SET TASK:
State how many lines of the material below contain the string "shirt". Letter case counts, and the reply should be the number alone.

DATA:
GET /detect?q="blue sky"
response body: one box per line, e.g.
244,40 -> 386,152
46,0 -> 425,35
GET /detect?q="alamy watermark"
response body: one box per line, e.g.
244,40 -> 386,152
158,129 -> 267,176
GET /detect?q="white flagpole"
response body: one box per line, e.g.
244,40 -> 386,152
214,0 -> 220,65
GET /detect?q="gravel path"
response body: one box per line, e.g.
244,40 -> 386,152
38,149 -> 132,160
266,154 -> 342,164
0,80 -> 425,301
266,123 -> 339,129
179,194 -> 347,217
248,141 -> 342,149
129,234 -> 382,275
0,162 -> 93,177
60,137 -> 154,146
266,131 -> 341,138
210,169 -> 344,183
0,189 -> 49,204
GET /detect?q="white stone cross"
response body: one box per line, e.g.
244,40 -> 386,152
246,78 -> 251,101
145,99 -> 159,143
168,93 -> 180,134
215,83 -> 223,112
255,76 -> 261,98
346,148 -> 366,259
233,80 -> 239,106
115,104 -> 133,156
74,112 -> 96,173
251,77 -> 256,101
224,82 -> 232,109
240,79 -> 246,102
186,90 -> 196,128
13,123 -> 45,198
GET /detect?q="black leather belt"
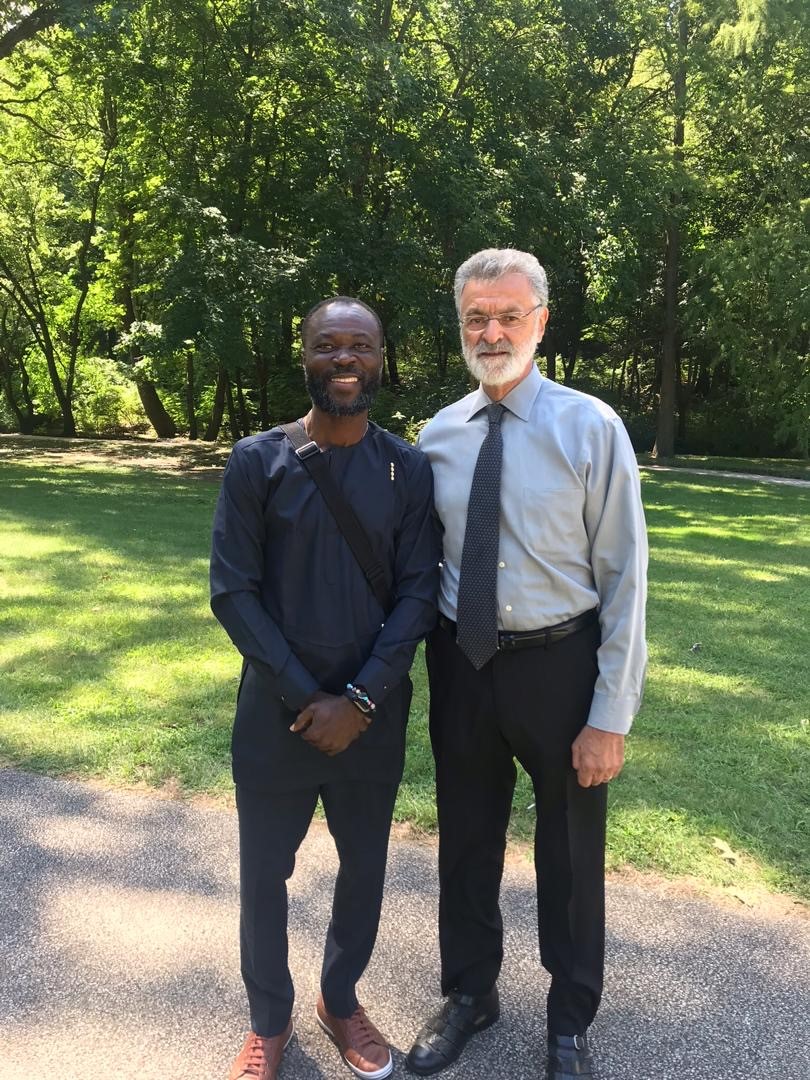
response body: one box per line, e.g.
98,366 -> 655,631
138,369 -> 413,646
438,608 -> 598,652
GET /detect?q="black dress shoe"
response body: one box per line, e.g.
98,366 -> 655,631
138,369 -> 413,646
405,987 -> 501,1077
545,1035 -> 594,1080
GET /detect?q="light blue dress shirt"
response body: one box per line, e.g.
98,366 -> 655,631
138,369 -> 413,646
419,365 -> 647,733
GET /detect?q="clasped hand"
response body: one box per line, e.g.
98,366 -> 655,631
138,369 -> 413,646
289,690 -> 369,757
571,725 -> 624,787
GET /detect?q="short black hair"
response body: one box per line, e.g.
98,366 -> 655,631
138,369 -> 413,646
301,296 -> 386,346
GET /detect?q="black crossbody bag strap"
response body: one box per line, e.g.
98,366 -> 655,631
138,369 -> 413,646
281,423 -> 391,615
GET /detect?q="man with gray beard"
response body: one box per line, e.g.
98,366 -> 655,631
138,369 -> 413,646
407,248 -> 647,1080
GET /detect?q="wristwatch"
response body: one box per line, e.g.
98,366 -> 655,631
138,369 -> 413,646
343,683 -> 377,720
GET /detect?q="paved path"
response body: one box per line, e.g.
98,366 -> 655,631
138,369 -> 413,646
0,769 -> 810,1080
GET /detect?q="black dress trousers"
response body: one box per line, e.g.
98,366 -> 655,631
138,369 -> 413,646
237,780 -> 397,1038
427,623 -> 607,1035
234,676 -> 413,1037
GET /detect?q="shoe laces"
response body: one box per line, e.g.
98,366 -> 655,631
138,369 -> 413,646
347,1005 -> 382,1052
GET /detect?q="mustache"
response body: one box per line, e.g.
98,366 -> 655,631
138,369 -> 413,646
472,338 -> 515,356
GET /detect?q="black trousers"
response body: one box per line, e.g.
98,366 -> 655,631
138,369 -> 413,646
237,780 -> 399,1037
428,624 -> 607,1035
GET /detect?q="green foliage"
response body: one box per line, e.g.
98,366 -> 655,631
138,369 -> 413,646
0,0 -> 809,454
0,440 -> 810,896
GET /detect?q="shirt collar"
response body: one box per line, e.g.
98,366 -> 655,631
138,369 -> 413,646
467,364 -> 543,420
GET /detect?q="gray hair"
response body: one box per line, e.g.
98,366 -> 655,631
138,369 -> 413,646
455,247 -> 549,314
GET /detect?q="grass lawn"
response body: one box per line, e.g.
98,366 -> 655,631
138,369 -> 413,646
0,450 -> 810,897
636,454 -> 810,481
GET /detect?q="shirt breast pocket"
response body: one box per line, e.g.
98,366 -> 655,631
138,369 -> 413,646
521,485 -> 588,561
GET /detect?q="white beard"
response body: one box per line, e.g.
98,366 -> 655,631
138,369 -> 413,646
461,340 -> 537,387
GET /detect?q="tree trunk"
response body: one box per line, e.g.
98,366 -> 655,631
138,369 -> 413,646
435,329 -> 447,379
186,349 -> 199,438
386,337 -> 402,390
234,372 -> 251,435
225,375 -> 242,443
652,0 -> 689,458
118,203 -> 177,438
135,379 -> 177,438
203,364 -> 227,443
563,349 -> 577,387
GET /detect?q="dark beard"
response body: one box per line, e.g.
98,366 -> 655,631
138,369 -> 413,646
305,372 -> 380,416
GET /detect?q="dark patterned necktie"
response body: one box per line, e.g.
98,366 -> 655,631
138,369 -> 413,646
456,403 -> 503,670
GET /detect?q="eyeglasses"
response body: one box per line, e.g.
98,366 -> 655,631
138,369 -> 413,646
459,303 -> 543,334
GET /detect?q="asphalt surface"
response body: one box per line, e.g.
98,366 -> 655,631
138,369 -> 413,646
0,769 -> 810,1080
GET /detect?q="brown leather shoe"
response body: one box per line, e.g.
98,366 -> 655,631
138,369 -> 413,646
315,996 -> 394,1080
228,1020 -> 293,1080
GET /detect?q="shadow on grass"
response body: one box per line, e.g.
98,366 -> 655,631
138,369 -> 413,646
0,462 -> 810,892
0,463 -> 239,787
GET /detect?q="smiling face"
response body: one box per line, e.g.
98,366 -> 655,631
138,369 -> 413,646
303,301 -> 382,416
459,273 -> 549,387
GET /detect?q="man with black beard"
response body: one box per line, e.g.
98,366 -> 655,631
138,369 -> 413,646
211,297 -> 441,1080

---

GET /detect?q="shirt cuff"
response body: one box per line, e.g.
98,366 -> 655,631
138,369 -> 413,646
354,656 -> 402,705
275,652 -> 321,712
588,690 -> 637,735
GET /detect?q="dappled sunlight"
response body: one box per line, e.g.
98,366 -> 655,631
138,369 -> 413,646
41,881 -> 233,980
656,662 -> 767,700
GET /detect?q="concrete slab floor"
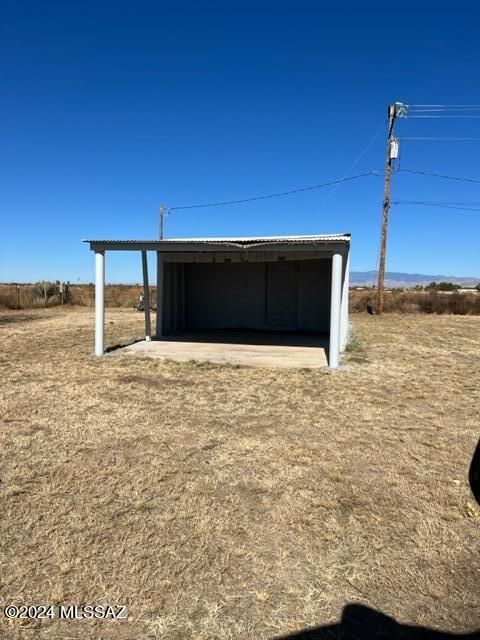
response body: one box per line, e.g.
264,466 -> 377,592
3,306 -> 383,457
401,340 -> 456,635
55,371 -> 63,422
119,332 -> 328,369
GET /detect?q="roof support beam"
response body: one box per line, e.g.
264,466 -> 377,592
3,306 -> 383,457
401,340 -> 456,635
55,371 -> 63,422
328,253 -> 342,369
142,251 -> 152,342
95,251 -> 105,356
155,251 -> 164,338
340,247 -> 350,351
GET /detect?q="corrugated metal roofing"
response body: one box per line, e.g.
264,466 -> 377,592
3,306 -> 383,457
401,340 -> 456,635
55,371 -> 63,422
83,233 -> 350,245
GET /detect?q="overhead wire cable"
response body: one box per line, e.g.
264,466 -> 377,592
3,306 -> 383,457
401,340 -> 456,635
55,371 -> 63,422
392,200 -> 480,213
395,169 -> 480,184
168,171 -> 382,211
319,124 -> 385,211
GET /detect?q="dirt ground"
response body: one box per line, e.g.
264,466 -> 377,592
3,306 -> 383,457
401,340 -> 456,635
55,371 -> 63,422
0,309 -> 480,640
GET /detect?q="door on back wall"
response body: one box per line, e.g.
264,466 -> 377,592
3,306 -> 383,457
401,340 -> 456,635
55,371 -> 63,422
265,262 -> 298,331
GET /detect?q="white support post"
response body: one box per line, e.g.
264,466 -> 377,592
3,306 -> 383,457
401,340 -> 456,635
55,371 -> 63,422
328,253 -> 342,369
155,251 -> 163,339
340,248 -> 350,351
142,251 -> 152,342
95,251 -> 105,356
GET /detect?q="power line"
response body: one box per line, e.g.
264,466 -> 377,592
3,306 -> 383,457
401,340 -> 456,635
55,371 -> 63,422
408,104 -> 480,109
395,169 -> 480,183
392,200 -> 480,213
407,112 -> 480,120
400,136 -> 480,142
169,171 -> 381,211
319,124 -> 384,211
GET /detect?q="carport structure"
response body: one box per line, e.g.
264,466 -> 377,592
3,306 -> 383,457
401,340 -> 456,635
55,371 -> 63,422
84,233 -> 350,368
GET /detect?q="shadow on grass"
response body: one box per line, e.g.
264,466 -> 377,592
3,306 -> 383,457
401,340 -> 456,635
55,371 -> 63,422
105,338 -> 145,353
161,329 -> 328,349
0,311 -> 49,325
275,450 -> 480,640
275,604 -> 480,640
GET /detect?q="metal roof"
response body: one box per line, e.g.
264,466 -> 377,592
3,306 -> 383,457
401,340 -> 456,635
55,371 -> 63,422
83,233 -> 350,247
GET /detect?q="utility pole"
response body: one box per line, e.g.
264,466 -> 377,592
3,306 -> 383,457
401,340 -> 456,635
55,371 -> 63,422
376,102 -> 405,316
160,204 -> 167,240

EXERCISE OUTPUT:
4